:: REQUIRED TASK A ::
Scale the collected data entries: write out every line again, requests included, and multiply each coordinate in the answers by 1.95, rounding to whole numbers with halves going up.

── SOURCE EXTRACT

Indulge in the delightful flavors of a Peach Cake with Brown Sugar Frosting. This moist cake is packed with juicy peaches and topped with a rich, decadent brown sugar frosting that perfectly complements the fruity sweetness.

  • Author: Jeannette
  • Prep Time: 20 minutes
  • Cook Time: 35 minutes
  • Total Time: 1 hour
  • Yield: 12 servings 1x
  • Category: Dessert
  • Method: Baking
  • Cuisine: American
  • Diet: Vegetarian

Ingredients

Scale

For the Peach Cake:

  • 2 cups all-purpose flour
  • 1 ½ teaspoons baking powder
  • ½ teaspoon baking soda
  • ½ teaspoon salt
  • 1 cup granulated sugar
  • ½ cup unsalted butter, softened
  • 2 large eggs
  • 1 teaspoon vanilla extract
  • ½ cup sour cream
  • 1 cup fresh or canned peaches, diced

For the Brown Sugar Frosting:

  • ½ cup unsalted butter
  • 1 cup packed brown sugar
  • ¼ cup milk
  • 2 cups powdered sugar
  • ½ teaspoon vanilla extract

Instructions

  1. Prepare the Cake Batter: Preheat oven to 350°F (175°C), grease a 9×13-inch baking pan. Whisk flour, baking powder, baking soda, and salt. Cream butter and sugar, beat in eggs, vanilla, and sour cream. Gradually mix in dry ingredients, fold in peaches.

────

:: REQUIRED TASK B ::
Shorten the paragraph of the peach cake recipe that begins "Indulge in the delightful flavors" while keeping its main facts.

── RECORDS SUPPLIED

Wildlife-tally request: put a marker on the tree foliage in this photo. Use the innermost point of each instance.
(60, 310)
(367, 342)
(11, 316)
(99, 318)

────

:: EXERCISE SOLUTION A ::
Wildlife-tally request: put a marker on the tree foliage in this photo. Use the innermost point of each instance.
(117, 605)
(716, 667)
(21, 616)
(193, 620)

:: EXERCISE SOLUTION B ::
This moist peach cake is full of juicy peaches and topped with a rich brown sugar frosting that goes well with the fruit's sweetness.